Your task is to extract the lines from the one holding "Place a marker on the stainless" through the end of the material. Set them down exactly and add nothing.

* Start Records for this task *

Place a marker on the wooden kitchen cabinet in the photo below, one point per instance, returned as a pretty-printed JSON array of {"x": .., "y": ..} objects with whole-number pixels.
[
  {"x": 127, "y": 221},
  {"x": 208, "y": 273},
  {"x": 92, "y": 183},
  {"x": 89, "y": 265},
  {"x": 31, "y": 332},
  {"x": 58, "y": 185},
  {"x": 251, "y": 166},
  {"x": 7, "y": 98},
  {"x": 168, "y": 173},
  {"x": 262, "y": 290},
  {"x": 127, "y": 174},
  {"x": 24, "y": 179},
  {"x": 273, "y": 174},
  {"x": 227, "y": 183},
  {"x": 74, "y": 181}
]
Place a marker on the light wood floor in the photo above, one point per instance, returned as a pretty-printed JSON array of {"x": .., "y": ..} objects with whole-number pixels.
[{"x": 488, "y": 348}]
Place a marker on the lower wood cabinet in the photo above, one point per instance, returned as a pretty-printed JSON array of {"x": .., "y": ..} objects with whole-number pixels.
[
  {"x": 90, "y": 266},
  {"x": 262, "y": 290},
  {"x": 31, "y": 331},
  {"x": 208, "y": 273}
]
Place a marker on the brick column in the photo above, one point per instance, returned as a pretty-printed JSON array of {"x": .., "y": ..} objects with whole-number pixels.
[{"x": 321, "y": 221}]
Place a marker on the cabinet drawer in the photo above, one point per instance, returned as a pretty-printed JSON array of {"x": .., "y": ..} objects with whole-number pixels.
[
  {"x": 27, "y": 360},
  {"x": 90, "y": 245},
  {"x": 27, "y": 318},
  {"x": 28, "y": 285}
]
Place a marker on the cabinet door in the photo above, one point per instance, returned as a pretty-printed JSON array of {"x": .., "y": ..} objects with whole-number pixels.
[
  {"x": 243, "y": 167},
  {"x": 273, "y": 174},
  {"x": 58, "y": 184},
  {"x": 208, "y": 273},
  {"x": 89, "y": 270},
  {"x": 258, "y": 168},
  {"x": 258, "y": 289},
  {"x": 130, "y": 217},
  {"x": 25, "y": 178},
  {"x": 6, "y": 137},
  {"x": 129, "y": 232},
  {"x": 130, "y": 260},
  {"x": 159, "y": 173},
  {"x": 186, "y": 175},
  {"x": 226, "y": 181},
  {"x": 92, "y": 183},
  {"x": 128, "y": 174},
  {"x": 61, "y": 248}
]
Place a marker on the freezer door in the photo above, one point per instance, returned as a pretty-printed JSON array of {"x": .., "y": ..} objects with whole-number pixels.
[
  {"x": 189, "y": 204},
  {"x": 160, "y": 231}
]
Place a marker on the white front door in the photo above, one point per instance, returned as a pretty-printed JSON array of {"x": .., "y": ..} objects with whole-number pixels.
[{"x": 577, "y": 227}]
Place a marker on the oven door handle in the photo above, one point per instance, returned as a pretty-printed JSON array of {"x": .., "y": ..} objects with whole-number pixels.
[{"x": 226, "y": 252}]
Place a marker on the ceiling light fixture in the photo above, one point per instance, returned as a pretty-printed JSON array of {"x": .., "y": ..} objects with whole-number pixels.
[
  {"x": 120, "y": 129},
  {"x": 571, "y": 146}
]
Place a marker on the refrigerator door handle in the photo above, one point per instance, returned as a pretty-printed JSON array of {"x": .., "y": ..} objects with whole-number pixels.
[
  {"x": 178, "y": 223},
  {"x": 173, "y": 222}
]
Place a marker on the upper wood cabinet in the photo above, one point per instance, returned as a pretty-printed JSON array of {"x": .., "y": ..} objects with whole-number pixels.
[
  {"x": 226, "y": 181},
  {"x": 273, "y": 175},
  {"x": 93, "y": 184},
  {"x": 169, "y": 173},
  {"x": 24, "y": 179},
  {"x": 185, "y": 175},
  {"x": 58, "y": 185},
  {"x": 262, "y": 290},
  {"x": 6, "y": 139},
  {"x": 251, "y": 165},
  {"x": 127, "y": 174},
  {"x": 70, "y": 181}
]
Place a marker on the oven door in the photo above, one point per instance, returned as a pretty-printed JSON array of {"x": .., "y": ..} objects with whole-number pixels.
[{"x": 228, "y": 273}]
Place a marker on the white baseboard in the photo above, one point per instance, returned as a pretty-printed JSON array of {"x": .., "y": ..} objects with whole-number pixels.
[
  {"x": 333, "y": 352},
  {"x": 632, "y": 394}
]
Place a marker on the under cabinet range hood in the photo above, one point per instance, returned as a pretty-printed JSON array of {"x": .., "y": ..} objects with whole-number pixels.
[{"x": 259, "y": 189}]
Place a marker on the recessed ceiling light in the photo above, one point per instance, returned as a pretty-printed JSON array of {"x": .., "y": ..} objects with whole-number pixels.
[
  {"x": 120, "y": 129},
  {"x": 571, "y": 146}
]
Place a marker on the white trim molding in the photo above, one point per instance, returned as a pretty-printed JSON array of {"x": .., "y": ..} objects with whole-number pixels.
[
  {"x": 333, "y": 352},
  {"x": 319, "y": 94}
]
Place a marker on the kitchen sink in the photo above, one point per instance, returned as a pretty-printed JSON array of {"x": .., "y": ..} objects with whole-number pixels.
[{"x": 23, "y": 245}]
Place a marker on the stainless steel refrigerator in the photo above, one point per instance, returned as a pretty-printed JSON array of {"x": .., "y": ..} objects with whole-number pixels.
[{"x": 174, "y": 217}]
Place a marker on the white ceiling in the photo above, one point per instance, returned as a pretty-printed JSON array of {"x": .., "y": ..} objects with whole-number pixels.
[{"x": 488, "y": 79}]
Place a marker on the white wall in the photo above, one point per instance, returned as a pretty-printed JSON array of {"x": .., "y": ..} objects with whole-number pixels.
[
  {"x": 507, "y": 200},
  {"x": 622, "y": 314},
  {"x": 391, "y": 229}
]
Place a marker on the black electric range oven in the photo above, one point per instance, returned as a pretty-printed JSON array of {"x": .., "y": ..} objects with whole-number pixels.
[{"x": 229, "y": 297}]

* End Records for this task *

## Full solution
Place a marker on the stainless steel refrigerator in the photo above, one point per instance, returned as a pretty-printed JSON array of {"x": .., "y": ..} objects with whole-number pixels.
[{"x": 174, "y": 217}]
Place a marker on the white ceiling in the photo above, one point per instance, returned as a pretty-printed JSON array of {"x": .., "y": ..} objects with whole-number pixels.
[{"x": 488, "y": 79}]
Place a marker on the white wall in the photo above, one point per instance, returned as a pretty-printed JSON array of {"x": .., "y": ..} objects with whole-number pixels.
[
  {"x": 507, "y": 200},
  {"x": 622, "y": 314},
  {"x": 391, "y": 229}
]
Place a marker on the black electric range oven in the photo above, one point per instance, returned as a pretty-printed JSON array of {"x": .., "y": ..} objects with whole-number pixels.
[{"x": 229, "y": 297}]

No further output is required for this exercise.